AUSZUG |
·····

Ich und die Schwalben

 

Es ist meine Schuld. Ich habe die Scheibengardinen abgehängt. Sie hingen auf halber Höhe im Fenster, weiß, falsche Spitze, unten kleine Blümchen. Ich fand sie störend, ich fand sie kitschig, ich fand, dass die Sonne nicht richtig hereinscheinen kann, und Sonnenlicht ist in der kleinen Künstlerwohnung mit den niedrig angebrachten Fenstern rar gesät. Ich hing sie ab, legte sie in die Kommode in der Küche. Dann flog die Schwalbe dagegen.

Schwalben sind bedroht. Ihr Lebensraum wird immer kleiner. Das Nahrungsangebot wird durch Pestizide immer knapper, Feldwege, Einfahrten und Dorfplätze werden zubetoniert, keine Pfützen mehr für Schwalben um aus dem Lehm Nester zu bauen. Durch Hygieneanforderungen an Höfe und Betriebe, dass Viehställe und Scheunen geschlossen sein müssen, haben Schwalben keine Einflugmöglichkeit mehr und finden weniger Brutstätten.
Darsikow scheint jedoch ein guter Ort für Schwalben zu sein. Hier ist der einzige Weg durch das Dorf sandig, und häufig fahre ich durch tiefe Pfützen nach dem Regen. Abends sitze ich auf meiner Feuertreppe und beobachte sie in Gruppen Insekten jagen.

Ich las gerade „L’Etranger“ von Camus, und noch während ich mich fragte ob mich das Buch eigentlich langweilte oder nicht, gab es ein dumpfes „dock“-Geräusch am Fenster. Ich dachte sofort an einen Vogel. Ich stand auf, öffnete das Fenster. Unter mir, zwischen Haus und Blumenbeet, lag eine Schwalbe in verdrehter Position, öffnete den Schnabel als würde sie versuchen zu fiepen, aber kein Geräusch kam aus ihrer Kehle. Mir sprang das Herz bis zum Hals, und ohne zu wissen was ich mir davon versprach, rannte ich runter.

Ich setzte mich vorsichtig neben sie, die Brust hob und senkte sich schwer, die Augen hielt sie fest verschlossen, als würde sie ihr eigenes Leid nicht sehen wollen. Vorsichtig fasste ich mit meiner Hand unter den kleinen Körper und hob sie hoch.

·····

VORGEGEBENE ZEILEN |

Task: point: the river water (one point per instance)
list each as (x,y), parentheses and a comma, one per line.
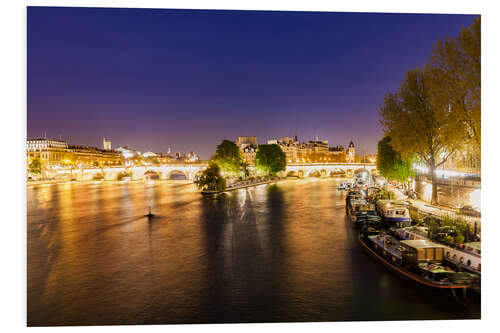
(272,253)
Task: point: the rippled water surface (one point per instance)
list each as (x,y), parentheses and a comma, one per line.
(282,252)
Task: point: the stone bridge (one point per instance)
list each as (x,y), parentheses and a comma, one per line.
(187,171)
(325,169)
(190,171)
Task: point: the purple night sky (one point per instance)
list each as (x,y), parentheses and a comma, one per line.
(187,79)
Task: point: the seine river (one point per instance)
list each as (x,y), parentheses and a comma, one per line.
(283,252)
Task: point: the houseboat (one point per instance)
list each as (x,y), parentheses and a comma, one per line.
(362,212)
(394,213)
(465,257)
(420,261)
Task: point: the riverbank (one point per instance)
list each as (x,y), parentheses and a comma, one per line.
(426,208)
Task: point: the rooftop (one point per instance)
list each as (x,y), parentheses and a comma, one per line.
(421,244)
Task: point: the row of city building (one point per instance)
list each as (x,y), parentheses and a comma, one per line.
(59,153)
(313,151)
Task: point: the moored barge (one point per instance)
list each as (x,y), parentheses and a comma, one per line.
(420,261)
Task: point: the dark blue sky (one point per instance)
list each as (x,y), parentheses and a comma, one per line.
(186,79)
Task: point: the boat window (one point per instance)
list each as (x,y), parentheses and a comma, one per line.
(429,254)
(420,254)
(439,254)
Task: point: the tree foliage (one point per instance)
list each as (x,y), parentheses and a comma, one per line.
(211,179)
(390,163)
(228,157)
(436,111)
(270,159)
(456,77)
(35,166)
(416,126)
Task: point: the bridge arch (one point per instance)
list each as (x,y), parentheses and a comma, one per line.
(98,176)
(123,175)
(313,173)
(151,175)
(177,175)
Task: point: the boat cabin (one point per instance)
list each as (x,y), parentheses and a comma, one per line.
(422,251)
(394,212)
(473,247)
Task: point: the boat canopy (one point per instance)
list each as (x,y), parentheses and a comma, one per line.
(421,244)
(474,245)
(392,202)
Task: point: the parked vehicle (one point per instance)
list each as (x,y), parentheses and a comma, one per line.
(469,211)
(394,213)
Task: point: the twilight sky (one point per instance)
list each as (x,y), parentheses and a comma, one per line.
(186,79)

·····

AUFGABEN |
1/ Warum hat die erzählende Person im Auszug die Scheibengardinen abgehängt? Antworte in ein bis drei Sätzen.
2/ Gib aus dem Auszug alles von „Ich las gerade“ bis hinunter zu „rannte ich runter.“ wortgetreu wieder.

LÖSUNGEN |
1/ Die Person fand die Gardinen störend und kitschig. Außerdem konnte die Sonne nicht richtig hereinscheinen, und Sonnenlicht ist in der kleinen Künstlerwohnung mit den niedrig angebrachten Fenstern rar.

2/
Ich las gerade „L’Etranger“ von Camus, und noch während ich mich fragte ob mich das Buch eigentlich langweilte oder nicht, gab es ein dumpfes „dock“-Geräusch am Fenster. Ich dachte sofort an einen Vogel. Ich stand auf, öffnete das Fenster. Unter mir, zwischen Haus und Blumenbeet, lag eine Schwalbe in verdrehter Position, öffnete den Schnabel als würde sie versuchen zu fiepen, aber kein Geräusch kam aus ihrer Kehle. Mir sprang das Herz bis zum Hals, und ohne zu wissen was ich mir davon versprach, rannte ich runter.